Riscrivi come elenco puntato il paragrafo dell'estratto che comincia con «Capitolo 4 – Forze motrici e resistenze», conservandone i fatti principali.

• Estratto del testo:
==*==

Capitolo 4 – Forze motrici e resistenze:  Prima di affrontare il tema della strategia coevolutiva, che costituisce la piattaforma concettuale su cui innestare la seconda parte del libro dedicata all’azione, ho voluto aprire alcune riflessioni su due elementi fondamentali del processo coevolutivo: le resistenze al cambiamento del fattore umano e dell’organizzazione. Il desiderio di essere sintetica mi ha spinta a tradurre la propensione a coevolvere del fattore umano in un algoritmo che permette, all’organizzazione che intende coevolvere, la misurazione delle resistenze presenti tra collaboratori e manager, disaggregandole nelle diverse leve di gestione delle risorse umane. Per quanto riguarda le resistenze dell’organizzazione mi sono focalizzata sulle inerzialità organizzative e sulla recalcitranza dei mezzi d’azione prima di trattare della relazione tra l’istituzionalizzazione della cultura aziendale e il cambiamento. Poiché la cultura fornisce ai soggetti un quadro di riferimento utile per interpretare la propria esperienza e all’interno del quale collocare le aspettative reciproche, ho ipotizzato che una cultura istituzionale forte potrebbe rallentare la fase di start up del cambiamento coevolutivo mentre, quando le strategie coevolutive si consolidano e le forze favorevoli alla coevoluzione si affermano nei meccanismi di potere, un quadro istituzionale forte può essere d'aiuto. Tutto questo permette di individuare le condizioni favorevoli alla coevoluzione e quindi gli obiettivi che il management si deve dare per consentire alla propria organizzazione di cambiare in modo armonico con l’ambiente esterno.

Capitolo 5 – La strategia coevolutiva. La strategia coevolutiva è il frutto di come il processo coevolutivo si interseca con il progetto di coevolvere.

==*==

• Dati estratti:
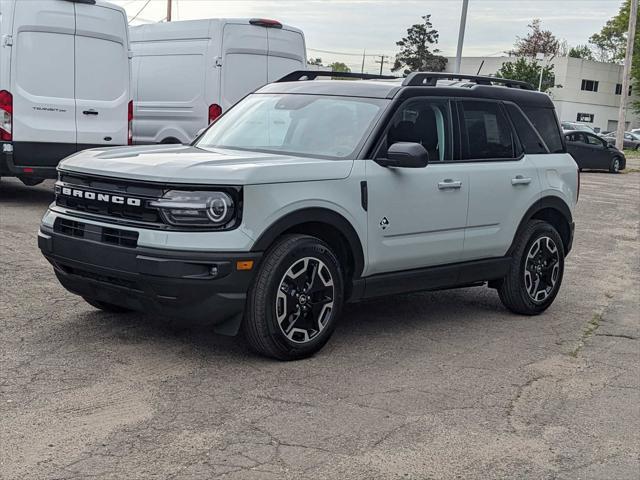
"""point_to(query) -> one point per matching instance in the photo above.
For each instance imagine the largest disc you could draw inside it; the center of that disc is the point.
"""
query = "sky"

==*==

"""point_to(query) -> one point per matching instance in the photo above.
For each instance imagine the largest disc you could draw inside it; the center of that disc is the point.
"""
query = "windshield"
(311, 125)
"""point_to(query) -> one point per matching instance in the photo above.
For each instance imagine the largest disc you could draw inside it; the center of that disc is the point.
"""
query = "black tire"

==*==

• Svolgimento:
- Prima della strategia coevolutiva, base concettuale della seconda parte del libro dedicata all'azione, il capitolo riflette su due elementi del processo coevolutivo: le resistenze al cambiamento del fattore umano e quelle dell'organizzazione.
- La propensione a coevolvere del fattore umano è tradotta in un algoritmo. Con esso l'organizzazione misura le resistenze di collaboratori e manager, suddivise per leve di gestione delle risorse umane.
- Per le resistenze dell'organizzazione, l'attenzione va alle inerzialità organizzative e alla recalcitranza dei mezzi d'azione. Segue il rapporto tra istituzionalizzazione della cultura aziendale e cambiamento.
- Ipotesi: una cultura istituzionale forte potrebbe rallentare l'avvio del cambiamento coevolutivo. Diventa invece utile quando le strategie coevolutive si consolidano e le forze favorevoli si affermano nei meccanismi di potere.
- Da qui si individuano le condizioni favorevoli alla coevoluzione e gli obiettivi del management per un cambiamento armonico con l'ambiente esterno.